## start Given passage

The Fairy Tale Princess as a Coming-of-Age Story

The archetypal Maiden’s story arc is a version of the coming-of-age narrative most commonly seen in fairy tales featuring girls and young women. It has several distinct features, most of which are present in Long Live the Pumpkin Queen:

1. A girl or young woman has outgrown childhood and needs to leave her family and become her own person. Her father is either weak or absent. She is confronted by a devouring mother—either an overprotective mother who tries to prevent her from becoming an adult or a wicked stepmother who confines the girl to a prescribed role. Both kinds of devouring mothers force the maiden to subvert her own will to others, preventing her from becoming her own person.

In Sally’s case, the devouring mother is represented by Doctor Finkelstein, who claims to have created her. In actuality, he kidnapped her at the age of 12—just when she was beginning to become a woman—and confined her to the role of servant/child. Later, Sally encounters the too-good mother in the form of Greta, who wants Sally to abandon her husband and kingdom and remain in her childhood home, in the very room that was hers in her childhood.

2. The maiden is menaced by a predator (representing fear) that attempts to prevent her from reaching her full potential. Sally fears she will be unable to fulfill her role as queen of Halloween Town. Later, her fear is made manifest in the form of the Sandman. Initially, the Sandman seems to offer a world free of the demands of other people, but Sally soon realizes that the world is intolerable.

## end Given passage
## start Given information

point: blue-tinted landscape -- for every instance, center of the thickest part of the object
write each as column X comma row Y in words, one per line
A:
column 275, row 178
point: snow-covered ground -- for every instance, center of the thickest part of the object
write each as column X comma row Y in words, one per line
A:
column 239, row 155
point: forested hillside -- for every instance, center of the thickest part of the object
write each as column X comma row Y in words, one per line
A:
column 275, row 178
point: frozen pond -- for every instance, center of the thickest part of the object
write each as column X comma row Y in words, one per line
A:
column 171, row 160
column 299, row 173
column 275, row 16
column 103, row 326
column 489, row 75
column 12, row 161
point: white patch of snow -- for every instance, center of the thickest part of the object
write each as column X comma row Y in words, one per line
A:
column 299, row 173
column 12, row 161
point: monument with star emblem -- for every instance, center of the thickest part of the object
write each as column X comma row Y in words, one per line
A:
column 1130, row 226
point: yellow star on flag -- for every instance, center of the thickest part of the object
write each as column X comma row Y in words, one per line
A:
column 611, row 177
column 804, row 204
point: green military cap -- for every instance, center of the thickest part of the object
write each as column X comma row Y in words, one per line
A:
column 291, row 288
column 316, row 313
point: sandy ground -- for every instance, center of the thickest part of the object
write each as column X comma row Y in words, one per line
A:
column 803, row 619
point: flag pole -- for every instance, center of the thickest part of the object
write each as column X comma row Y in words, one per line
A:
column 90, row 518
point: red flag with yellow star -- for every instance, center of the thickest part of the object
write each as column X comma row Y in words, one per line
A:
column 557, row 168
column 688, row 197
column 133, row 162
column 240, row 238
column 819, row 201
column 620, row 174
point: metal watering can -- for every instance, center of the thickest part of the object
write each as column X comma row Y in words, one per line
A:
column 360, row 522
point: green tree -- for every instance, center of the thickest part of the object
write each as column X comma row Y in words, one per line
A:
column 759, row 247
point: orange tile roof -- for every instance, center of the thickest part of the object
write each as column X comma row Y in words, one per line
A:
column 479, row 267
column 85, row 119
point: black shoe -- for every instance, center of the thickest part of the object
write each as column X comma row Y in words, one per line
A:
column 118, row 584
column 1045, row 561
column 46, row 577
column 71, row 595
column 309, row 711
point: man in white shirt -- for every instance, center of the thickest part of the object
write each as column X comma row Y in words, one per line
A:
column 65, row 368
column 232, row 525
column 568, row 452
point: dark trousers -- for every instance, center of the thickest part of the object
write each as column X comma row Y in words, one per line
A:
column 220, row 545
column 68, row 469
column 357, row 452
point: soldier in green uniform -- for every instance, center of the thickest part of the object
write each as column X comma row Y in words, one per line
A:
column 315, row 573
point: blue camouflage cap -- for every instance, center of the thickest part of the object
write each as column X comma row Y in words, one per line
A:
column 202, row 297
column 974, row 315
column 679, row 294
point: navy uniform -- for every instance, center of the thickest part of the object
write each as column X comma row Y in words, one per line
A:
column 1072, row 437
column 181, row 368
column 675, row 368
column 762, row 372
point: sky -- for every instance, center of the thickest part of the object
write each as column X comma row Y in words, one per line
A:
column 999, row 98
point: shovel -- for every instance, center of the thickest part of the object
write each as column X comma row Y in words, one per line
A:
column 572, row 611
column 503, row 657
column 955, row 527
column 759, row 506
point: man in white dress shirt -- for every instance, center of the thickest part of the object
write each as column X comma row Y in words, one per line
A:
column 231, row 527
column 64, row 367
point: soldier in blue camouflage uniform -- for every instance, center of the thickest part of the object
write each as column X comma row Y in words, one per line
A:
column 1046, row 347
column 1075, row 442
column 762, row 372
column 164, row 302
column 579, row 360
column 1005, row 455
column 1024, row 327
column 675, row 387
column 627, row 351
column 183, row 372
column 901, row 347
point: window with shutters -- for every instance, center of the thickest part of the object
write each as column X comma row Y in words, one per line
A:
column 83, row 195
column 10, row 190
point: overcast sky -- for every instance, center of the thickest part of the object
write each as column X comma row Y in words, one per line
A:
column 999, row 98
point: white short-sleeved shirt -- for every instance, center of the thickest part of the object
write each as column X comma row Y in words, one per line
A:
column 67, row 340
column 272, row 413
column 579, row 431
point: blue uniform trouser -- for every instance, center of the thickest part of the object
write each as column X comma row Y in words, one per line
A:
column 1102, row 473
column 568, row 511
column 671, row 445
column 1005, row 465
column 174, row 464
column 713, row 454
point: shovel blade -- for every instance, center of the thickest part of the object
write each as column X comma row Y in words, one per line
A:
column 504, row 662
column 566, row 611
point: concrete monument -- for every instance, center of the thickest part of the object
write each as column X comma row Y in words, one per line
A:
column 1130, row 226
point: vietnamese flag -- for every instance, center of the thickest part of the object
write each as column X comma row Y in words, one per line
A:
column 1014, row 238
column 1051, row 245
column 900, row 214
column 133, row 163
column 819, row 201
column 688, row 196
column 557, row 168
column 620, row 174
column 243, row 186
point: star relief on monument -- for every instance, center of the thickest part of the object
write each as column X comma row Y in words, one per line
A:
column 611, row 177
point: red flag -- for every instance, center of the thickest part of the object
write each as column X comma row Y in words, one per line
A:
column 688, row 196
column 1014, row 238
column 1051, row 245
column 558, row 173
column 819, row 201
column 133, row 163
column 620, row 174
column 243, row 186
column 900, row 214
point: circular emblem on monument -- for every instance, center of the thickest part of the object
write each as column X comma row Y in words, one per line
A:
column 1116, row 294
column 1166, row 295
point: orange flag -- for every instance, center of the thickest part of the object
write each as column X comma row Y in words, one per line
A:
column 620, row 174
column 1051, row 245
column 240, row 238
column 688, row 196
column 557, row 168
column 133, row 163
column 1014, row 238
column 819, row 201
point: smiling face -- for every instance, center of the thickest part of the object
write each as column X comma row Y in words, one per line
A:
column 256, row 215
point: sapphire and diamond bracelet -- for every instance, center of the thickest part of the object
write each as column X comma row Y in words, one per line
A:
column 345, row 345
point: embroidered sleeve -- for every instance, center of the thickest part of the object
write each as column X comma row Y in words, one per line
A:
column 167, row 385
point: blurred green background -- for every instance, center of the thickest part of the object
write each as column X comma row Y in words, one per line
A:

## end Given information

▶ Problems
• 1. From the passage on the fairy-tale coming-of-age story, list every character the text mentions by name.
• 2. Resume the passage on the fairy-tale coming-of-age story at the point where it stops.

▶ Task answers
• 1. Sally, Doctor Finkelstein, Greta, the Sandman

• 2.
3. The maiden escapes or is forced out of her childhood role and encounters challenges that she must overcome to assume an adult role in which she commands herself and her environment. Sally wanders in the “wilderness” of the holiday worlds, seeking help or guidance.

4. The maiden seizes her power and assumes her new role. Sally realizes she has the power to defeat the Sandman. She rejects the stifling protection of her parents. She declares herself Queen of Halloween Town and insists on returning home to confront her fear, personified by the Sandman.

5. The maiden, now a queen, renews the kingdom and banishes the forces that constrain her. Sally wakes her husband and her subjects, and Doctor Finkelstein is banished from Halloween Town.

Sally's story is compelling because it meets the criteria of an archetypal maiden coming-of-age tale. Thus, it satisfies the reader’s sense of completeness while still having the range to explore Sally as an individual in her unique situation.

Into the Woods as a Metaphor for Chaos, Change, and Transformation

Woods play a pivotal role in the story. Woods in fairy tales represent chaos, the unknown, and transformation. Protagonists enter the woods when they want to (or are forced to) change their circumstances. Through danger, adventure, and self-reflection, protagonists confront their innermost fears and anxieties, as Sally does when she confronts her fear that she cannot be the queen the people of Halloween Town expect her to be. Sally must pass through the woods to reach the doors to the other holiday towns. She must go deeper into those woods, into the wilder, darker parts, to find the door to the world she came from and discover who she is.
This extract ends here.